Propostas aos governadores para a agenda de segurança hídrica
Nossos governadores e governadoras são peças-chave para que nossa sociedade esteja preparada para garantir segurança hídrica
Da Redação
Publicado em 30 de agosto de 2022 às 00h05.
Última atualização em 6 de fevereiro de 2023 às 21h15.
O conteúdo desse blog é gerenciado peloInsper Metricis, o núcleo do Insper especializado em realizar estudos sobre estratégias organizacionais e práticas de gestão envolvendo projetos com potencial de gerar alto impacto socioambiental.
Por Guilherme B. Checco
Em menos de 50 dias, teremos eleições para cinco diferentes cargos. O que seu candidato tem a propor para garantir que não falte água em nossas torneiras, nem tampouco as chuvas devastem nossas vidas e patrimônio? Nossos governadores e governadoras são peças-chave para que nossa sociedade esteja preparada para garantir segurança hídrica. Se a ciência vem apontando que o acesso à água é um dos principais riscos das sociedades atuais, por que parte dos nossos políticos fecham os olhos para isso? Sem a pretensão de exaurir um assunto tão complexo, aqui vão algumas propostas que os candidatos a governador deveriam assumir compromisso. As propostas têm um setor específico, o saneamento básico, compreendido a partir da lente da segurança hídrica.
Os dados são importantes para ter a dimensão do problema. No Brasil ainda há 31 milhões de pessoas sem acesso à água potável e 97 milhões sem coleta de esgoto. Estima-se que até 2035 haverá mais de 73 milhões de brasileiros em cidades com risco de desabastecimento hídrico. Os exemplos práticos também ajudam a compreender essa realidade. Basta lembrar dos casos recentes de desastres por conta das chuvas no sul da Bahia e em Minas Gerais ou as crises hídricas que São Paulo, Curitiba e Brasília vivenciaram recentemente.
O setor de saneamento básico, a partir de 2020, conta com uma nova legislação nacional que reorganizou as regras do jogo e, ao fazê-lo, criou novas condições que podem ser oportunidades valiosas para enfrentar o desafio da segurança hídrica. A Lei Federal nº 14.026/20 consolidou o entendimento de que os estados, juntamente com os municípios, são responsáveis pela política de saneamento básico. O novo arranjo legal estabeleceu que cada estado deve organizar seu território em agrupamentos regionais de municípios. Cada arranjo regional deverá elaborar um planejamento com as metas e condições do saneamento básico, com prazos definidos. Essa governança compartilhada entre estados e municípios deságua nos processos de eventual concessão da prestação desses serviços e definição do ente regulador.

-----

PEDIDO FEITO 1 -> De acordo com o trecho citado sobre segurança hídrica, por que a legislação de saneamento básico em vigor desde 2020 pode ajudar a enfrentar o desafio da segurança hídrica?
PEDIDO FEITO 2 -> Prossiga com o texto sobre segurança hídrica a partir da última frase apresentada.

EXTRATO DE DADOS ->
-----

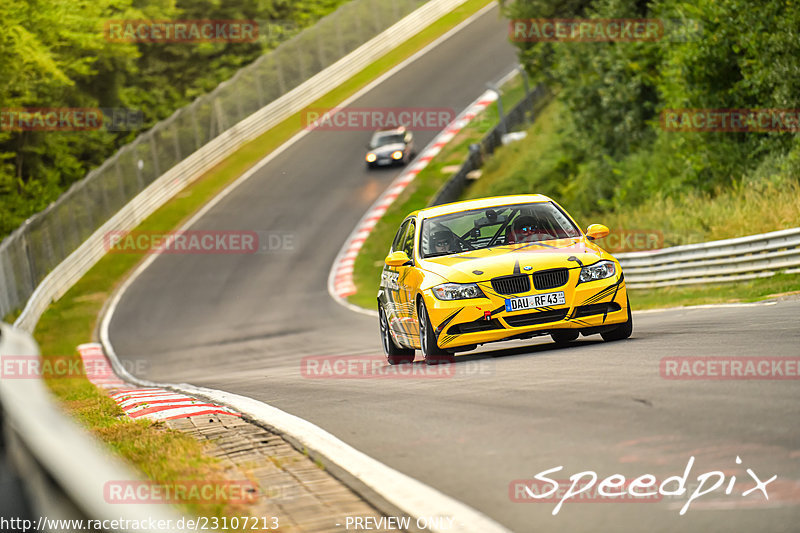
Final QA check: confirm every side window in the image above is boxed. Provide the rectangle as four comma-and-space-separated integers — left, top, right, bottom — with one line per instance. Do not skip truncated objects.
392, 220, 409, 252
403, 219, 416, 259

-----

RESULTADO DA TAREFA 1 -> Porque a nova legislação reorganizou as regras do jogo do setor de saneamento básico. Com isso, criou novas condições que podem ser oportunidades valiosas para enfrentar esse desafio.

RESULTADO DA TAREFA 2 ->
Essas responsabilidades se concretizam em ações muito práticas. É a caneta do governador que definirá parte dos rumos do saneamento básico. A questão de fundo aqui é uma mudança de olhar, de que saneamento básico não é simplesmente infraestrutura. A posição e liderança do governador definirá como os arranjos territoriais serão estabelecidos, quais as metas adicionadas no planejamento, quais os critérios e condições serão incluídos no contrato de concessão, qual tarifa de água e esgoto será definida e como esse recurso deve ser orientado.
Será que os recentes leilões e concessões realizados no Amapá, Rio de Janeiro e Alagoas incluíram esse olhar e dimensão da segurança hídrica? Ou repetiram o modelo antigo e seus velhos vícios de que saneamento é obra e que a solução será sempre aumentar a capacidade de oferta? Quais as responsabilidades outorgadas pelos governos estaduais aos novos players privados que passaram a prestar os serviços de saneamento básico?
Uma proposta objetiva aos futuros governadores é reconhecer que as áreas de mananciais precisam estar no centro da estratégia de segurança hídrica. Dados recentes do MapBiomas apontam que o Brasil perdeu 15% de sua superfície de água desde 1990. O avanço da degradação ambiental é outro fator preocupante para compreender o cenário nacional de segurança hídrica. Em 2020 o Brasil teve mais de 13 mil km2 de desmatamento, com uma taxa de crescimento anual de 13,6%. Os dados do Altas do Esgoto, organizado pela ANA, indicam que há mais de 110 mil km de rios poluídos no país. Nossos mananciais vêm sofrendo com as alterações no regime de chuvas. No sistema Cantareira, responsável pelo abastecimento de mais de 7 milhões de pessoas na Região Metropolitana de São Paulo, as chuvas dos meses de junho e maio de 2022 foram 50% e 25%, respectivamente, menores do que a média da série histórica registrada desde 1990.
O Brasil assumiu um compromisso frente à comunidade internacional de reduzir suas emissões e implementar determinadas ações, no âmbito do Acordo de Paris. A partir da liderança dos governadores, tendo em vista iniciativas já em curso como o movimento Governadores pelo Clima, é possível orientar para que o processo de restauração vegetal dos 12 milhões de hectares priorize as áreas de mananciais. Aqui está mais uma proposta.
Os governadores também têm a responsabilidade de indicar a direção das agências reguladoras estaduais. Que os líderes estaduais passem a considerar nessas indicações e em todo diálogo com as agências reguladoras a preocupação com o cenário de segurança hídrica. As empresas de saneamento, reguladas pelas agências, devem ser corresponsáveis pela proteção dos mananciais.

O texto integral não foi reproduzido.